# How to complete this task
Can you write the next part of the Bonome v. Kaysen court excerpt below, picking up after its last sentence?

# Extract provided
================================

3. Bonome v. Kaysen, 17 Mass. L. Rptr. 695 (Mass. Super. Ct. 2004): “In the early 1990s, … Kaysen was an author living in Cambridge. She had gained success and notoriety for her book Girl, Interrupted which was made into what has been described to be a critically acclaimed film. In 1994, Bonome met Kaysen and the two began having an affair, including a physical relationship. Kaysen pressured Bonome to leave his wife, and Bonome ultimately succumbed to that pressure. Bonome divorced his wife in 1996 and shortly thereafter moved into Kaysen’s home, where they continued the relationship.
“Within six months or a year into the relationship, Kaysen began to experience severe vaginal pain. She began to regularly see doctors for her problem, but over the course of several years was unable to receive sufficient curative treatment. During this time period, she began working on a new book, which book is the subject of this case….

================================

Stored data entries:

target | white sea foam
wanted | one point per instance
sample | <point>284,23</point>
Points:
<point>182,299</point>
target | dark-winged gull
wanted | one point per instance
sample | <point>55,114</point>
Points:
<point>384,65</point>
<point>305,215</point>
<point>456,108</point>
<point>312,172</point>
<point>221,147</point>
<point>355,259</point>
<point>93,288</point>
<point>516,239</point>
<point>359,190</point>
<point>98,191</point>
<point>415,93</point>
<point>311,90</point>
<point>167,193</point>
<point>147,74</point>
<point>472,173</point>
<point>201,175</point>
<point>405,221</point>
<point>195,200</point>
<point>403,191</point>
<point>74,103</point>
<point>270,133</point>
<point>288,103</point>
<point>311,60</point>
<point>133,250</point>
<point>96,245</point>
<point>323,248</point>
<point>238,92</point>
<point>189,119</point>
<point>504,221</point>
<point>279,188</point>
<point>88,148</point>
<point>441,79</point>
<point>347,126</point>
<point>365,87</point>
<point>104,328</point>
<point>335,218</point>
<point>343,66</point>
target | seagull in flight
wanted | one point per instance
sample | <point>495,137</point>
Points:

================================

# Response to the exercise
“In 2001, Random House published the book. The book only refers to Bonome as Kaysen’s ‘boyfriend’ and alters details about his life — such as where he was from, and his occupation [though people who knew he had been involved with Kaysen eventually recognized him -EV]. The book is an autobiographical memoir chronicling the effects of Kaysen’s seemingly undiagnosable vaginal pain in a series of ruminations about the condition’s effects on many aspects of her life, including her overall physical and emotional state, friendships, and her relationship with her boyfriend. It details her intense pain and discomfort and her many fruitless attempts to obtain an accurate medical diagnosis and effective treatment.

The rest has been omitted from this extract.